Work task
The required output is every entry, printed exactly as written.

The data
--------

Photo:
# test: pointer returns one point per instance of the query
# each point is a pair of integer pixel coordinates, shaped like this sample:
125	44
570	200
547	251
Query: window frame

--------

Written answer
Photo:
# test: pointer returns one point per instance of the query
# each point is a pair of integer pixel coordinates, shaped like this sample:
125	44
570	200
547	251
Query: window frame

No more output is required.